#### [The task]
Reproduce every line of the records below verbatim, leaving out the pictures.

#### [Information shown]
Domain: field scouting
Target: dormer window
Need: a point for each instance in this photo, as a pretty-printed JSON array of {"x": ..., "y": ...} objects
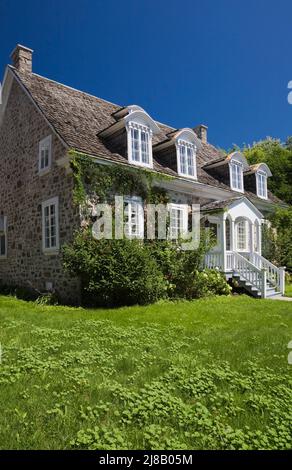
[
  {"x": 140, "y": 128},
  {"x": 261, "y": 178},
  {"x": 236, "y": 175},
  {"x": 140, "y": 151},
  {"x": 186, "y": 159},
  {"x": 45, "y": 154}
]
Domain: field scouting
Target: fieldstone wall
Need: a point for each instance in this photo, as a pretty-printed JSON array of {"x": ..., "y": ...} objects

#### [Output for this exercise]
Domain: field scouting
Target: dormer window
Need: a point for each instance in this photo, as a pretty-printed JSON array of {"x": ..., "y": ...} objects
[
  {"x": 140, "y": 128},
  {"x": 261, "y": 178},
  {"x": 236, "y": 175},
  {"x": 140, "y": 151},
  {"x": 186, "y": 159},
  {"x": 45, "y": 154}
]
Domain: field scouting
Target: fieldstone wall
Need: a point for each instance in this photo, as a pretty-printed JSON array of {"x": ..., "y": ...} objects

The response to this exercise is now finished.